# Problems to solve:
A. Reproduce the part of the Burke and Hare review that opens with the words containing "Over the years" and closes with "and The Fiend.", swapping "cinematographer" for "director of photography".
B. Answer these questions from the Burke and Hare review:
(i) What is the approximate running time of the film?
(ii) How many victims did Burke and Hare kill in total?
(iii) Which actress plays Marie?
Top of Provided passage
Written by: Michael Den Boer on November 12th, 2009
Theatrical Release Date: UK, 1972
Director: Vernon Sewell
Writer: Ernle Bradford
Cast: Derren Nesbitt, Harry Andrews, Glynn Edwards, Yootha Joyce, Françoise Pascal, Yutte Stensgaard, Robin Hawdon, Alan Tucker, Dee Shenderey, Joan Carol, Paul Greaves, David Pugh, James Hayter, Thomas Heathcote, Duncan Lamont
DVD released: September 29th, 2009
Approximate running time: 87 minutes
Aspect Ratio: 1.33:1 Full Frame
Sound: Dolby Digital Mono English
DVD Release: Redemption Films
Region Coding: Region 0 NTSC
Retail Price: $19.95
The plot for this film is based upon the crimes of Burke and Hare, who killed a total of 17 victims in between November, 1827 through October 31, 1828. The duo sold the corpses to a doctor named Robert Knox who lectured anatomy at Edinburgh Medical College.
Over the years there has been several film adaptations of Burke and Hare’s murder spree, like The Body Snatcher (1945), The Greed of William Hart (1948), The Flesh and the Fiends (1960), The Anatomist (1961) and The Doctor and the Devils (1985). The 1972 adaptation simply titled Burke and Hare was directed by Vernon Sewell (his swan song as a director). Some other films that he directed include The Blood Beast Terror and Curse of the Crimson Altar. The cinematographer for Burke and Hare (1972) was Desmond Dickinson whose other notable credits include Laurence Olivier’s Hamlet, Horrors of the Black Museum, Horror Hotel, The Hands of Orlac, Tower of Evil and The Fiend.
For film that is loosely based on actual events the film does a reasonably good job telling the Burke and Hare story. Even though the bulk of the subject matter leans towards the macabre, the film shows just enough when it comes to the murders. It doesn’t take long to figure out where the story is going and how it is going to end. Still this doesn’t diminish the overall effect of the film too much. In between the films bleaker moments that films throws humor and sex into the film with mixed results. If anything the reason why this film holds up as well as it does is because of the performances of Derren Nesbitt and Glynn Edwards, who are cast in the roles of Burke and Hare. Another performance of note is Françoise Pascal (The Iron Rose), in the role of Marie a prostitute who becomes the object of affection of one of the students who is attending a university where Burke and Hare are selling their victims corpses too. Overall this film is a flawed and at times awkward adaption of ‘Burke and Hare’ that has trouble making up its mind if it’s wants to be a horror film or a black comedy.
Bottom of Provided passage
Top of Listed entries
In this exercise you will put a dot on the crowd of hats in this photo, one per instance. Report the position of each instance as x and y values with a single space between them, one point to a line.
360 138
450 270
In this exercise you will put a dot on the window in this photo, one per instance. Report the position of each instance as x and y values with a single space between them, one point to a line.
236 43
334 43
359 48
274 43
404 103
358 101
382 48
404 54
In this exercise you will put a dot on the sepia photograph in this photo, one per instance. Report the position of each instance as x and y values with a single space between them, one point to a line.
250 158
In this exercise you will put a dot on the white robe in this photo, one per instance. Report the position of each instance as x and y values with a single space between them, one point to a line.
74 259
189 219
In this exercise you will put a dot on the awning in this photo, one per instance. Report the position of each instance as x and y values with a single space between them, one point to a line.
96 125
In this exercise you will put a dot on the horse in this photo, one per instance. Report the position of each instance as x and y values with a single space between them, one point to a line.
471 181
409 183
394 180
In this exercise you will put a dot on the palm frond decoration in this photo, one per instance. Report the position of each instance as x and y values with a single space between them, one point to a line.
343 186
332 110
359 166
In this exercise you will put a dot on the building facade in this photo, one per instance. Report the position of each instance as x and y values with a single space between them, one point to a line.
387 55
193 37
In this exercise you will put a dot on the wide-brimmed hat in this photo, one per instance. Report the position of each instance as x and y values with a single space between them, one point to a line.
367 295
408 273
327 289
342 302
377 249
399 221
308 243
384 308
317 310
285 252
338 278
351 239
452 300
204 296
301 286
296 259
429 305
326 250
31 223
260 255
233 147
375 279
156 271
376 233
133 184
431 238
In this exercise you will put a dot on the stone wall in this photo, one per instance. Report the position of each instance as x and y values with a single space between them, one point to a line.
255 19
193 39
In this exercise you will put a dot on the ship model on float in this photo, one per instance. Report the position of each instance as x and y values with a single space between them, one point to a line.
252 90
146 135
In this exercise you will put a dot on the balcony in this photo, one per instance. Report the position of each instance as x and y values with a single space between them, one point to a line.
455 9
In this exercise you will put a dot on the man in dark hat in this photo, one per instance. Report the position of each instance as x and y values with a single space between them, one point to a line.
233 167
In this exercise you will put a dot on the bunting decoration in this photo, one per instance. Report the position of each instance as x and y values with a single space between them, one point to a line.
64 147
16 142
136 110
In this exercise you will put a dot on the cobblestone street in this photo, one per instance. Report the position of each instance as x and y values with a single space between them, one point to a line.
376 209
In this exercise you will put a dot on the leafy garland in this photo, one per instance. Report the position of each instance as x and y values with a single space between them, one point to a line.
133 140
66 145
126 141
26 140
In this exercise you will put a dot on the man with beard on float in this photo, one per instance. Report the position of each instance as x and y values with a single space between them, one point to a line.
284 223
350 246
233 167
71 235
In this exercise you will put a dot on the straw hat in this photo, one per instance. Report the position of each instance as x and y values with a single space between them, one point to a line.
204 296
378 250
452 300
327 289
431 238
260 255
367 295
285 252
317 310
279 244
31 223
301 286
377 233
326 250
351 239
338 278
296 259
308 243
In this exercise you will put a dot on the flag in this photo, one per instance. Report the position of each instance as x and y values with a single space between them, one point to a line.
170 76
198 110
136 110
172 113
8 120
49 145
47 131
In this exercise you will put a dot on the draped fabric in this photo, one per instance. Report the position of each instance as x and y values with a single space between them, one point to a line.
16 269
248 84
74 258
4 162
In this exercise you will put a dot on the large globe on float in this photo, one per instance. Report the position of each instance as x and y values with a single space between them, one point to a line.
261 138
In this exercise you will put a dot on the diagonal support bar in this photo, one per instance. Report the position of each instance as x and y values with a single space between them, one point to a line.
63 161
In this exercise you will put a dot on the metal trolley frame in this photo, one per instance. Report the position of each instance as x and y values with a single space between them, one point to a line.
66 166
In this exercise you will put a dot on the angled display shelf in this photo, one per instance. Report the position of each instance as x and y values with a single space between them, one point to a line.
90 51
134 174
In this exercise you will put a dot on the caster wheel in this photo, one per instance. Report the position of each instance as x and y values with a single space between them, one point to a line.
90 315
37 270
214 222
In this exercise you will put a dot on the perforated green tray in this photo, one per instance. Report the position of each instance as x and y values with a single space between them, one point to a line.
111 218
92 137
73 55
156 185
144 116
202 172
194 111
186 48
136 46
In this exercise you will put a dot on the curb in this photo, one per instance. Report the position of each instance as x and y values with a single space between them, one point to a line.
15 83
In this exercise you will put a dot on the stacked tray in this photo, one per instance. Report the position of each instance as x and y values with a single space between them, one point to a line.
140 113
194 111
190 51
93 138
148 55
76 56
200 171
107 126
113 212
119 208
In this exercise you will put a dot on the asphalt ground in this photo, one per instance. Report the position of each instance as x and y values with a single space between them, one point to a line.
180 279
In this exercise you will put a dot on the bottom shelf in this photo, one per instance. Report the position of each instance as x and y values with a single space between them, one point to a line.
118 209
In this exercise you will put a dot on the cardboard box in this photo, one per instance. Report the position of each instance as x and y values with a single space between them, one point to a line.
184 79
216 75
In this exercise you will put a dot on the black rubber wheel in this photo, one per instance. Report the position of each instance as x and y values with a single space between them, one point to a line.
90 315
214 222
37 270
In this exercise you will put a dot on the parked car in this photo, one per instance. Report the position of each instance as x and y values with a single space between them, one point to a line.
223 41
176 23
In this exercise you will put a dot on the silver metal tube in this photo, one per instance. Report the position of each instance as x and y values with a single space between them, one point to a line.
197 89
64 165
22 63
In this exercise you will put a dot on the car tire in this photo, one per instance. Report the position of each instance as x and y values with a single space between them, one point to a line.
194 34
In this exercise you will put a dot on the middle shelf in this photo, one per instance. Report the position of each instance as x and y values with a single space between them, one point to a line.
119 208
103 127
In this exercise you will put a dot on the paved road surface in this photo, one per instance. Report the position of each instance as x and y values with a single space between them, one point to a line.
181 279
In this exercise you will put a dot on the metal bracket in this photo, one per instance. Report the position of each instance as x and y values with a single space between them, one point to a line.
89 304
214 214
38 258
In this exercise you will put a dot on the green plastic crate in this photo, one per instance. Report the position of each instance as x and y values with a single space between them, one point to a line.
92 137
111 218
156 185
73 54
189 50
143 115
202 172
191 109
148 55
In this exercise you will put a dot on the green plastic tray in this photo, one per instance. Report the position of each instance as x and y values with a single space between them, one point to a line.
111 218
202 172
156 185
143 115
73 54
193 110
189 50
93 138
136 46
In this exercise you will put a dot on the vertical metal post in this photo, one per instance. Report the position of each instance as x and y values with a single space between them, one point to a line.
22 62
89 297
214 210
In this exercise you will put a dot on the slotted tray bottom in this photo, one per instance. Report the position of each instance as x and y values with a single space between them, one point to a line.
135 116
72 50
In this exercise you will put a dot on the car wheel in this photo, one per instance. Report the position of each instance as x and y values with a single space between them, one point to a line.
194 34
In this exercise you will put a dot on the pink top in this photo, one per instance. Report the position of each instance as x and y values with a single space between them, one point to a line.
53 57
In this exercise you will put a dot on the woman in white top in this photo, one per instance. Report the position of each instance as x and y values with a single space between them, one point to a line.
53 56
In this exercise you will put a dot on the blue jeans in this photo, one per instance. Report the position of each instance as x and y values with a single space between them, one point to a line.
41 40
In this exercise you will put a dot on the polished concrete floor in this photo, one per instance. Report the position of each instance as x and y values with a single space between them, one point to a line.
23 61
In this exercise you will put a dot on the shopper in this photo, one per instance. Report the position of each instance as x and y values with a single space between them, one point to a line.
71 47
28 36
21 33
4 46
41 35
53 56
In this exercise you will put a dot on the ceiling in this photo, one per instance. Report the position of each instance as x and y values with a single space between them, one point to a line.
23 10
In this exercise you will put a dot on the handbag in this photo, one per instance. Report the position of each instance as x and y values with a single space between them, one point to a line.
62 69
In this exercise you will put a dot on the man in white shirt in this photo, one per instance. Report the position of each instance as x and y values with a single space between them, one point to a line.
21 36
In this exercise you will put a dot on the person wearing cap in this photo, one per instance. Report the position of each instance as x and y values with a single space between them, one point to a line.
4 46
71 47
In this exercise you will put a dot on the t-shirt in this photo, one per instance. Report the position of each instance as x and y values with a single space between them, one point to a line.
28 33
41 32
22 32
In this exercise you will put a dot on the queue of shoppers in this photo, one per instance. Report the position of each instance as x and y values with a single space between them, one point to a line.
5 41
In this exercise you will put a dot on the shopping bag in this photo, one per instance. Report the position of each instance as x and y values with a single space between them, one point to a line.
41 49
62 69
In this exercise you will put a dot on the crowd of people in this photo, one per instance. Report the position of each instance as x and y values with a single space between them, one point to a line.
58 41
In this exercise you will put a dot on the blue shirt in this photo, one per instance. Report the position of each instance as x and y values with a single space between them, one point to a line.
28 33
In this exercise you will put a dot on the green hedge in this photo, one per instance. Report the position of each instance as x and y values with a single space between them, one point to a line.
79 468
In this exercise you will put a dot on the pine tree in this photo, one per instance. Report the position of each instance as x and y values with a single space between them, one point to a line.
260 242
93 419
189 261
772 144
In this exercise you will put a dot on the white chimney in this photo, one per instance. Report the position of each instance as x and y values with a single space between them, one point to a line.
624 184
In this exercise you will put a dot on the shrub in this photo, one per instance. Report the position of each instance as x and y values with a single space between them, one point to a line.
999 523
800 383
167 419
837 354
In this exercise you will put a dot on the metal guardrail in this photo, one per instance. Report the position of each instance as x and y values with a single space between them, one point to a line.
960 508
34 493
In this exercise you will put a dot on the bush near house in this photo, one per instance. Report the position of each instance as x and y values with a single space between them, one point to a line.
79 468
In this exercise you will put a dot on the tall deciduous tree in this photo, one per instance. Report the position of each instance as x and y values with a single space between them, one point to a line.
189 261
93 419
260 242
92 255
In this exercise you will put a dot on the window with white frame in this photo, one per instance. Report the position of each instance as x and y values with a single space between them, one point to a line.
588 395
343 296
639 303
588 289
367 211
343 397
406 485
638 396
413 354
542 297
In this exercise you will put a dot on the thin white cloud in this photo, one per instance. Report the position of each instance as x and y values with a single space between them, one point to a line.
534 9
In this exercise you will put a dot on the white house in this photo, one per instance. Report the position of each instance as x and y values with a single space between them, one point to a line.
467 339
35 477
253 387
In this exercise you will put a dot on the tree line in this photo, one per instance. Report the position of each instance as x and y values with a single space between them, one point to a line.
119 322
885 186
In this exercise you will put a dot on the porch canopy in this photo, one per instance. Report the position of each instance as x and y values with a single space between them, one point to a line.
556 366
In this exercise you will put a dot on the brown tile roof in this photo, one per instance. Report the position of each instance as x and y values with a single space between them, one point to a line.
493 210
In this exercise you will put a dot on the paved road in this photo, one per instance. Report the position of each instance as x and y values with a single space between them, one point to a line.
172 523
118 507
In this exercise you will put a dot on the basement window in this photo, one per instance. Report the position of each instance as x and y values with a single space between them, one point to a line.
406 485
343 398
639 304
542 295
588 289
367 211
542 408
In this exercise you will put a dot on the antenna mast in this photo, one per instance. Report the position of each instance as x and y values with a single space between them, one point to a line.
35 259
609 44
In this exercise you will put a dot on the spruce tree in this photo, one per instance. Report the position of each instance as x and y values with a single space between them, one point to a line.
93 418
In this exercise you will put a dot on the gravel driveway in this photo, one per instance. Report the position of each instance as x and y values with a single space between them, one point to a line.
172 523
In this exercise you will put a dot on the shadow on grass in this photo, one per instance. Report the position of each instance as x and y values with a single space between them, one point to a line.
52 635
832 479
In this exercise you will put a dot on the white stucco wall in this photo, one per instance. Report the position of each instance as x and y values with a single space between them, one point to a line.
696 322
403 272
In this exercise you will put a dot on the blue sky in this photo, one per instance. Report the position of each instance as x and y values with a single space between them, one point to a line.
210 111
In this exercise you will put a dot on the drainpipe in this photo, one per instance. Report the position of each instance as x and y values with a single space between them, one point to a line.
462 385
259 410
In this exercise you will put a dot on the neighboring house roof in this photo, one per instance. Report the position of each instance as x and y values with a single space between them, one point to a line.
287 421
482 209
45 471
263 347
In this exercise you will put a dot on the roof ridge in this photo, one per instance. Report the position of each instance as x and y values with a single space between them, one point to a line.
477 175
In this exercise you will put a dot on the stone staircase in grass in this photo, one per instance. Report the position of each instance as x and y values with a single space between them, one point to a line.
Bottom of Listed entries
# Your written answers:
A.
Over the years there has been several film adaptations of Burke and Hare’s murder spree, like The Body Snatcher (1945), The Greed of William Hart (1948), The Flesh and the Fiends (1960), The Anatomist (1961) and The Doctor and the Devils (1985). The 1972 adaptation simply titled Burke and Hare was directed by Vernon Sewell (his swan song as a director). Some other films that he directed include The Blood Beast Terror and Curse of the Crimson Altar. The director of photography for Burke and Hare (1972) was Desmond Dickinson whose other notable credits include Laurence Olivier’s Hamlet, Horrors of the Black Museum, Horror Hotel, The Hands of Orlac, Tower of Evil and The Fiend.

B.
(i) 87 minutes
(ii) 17
(iii) Françoise Pascal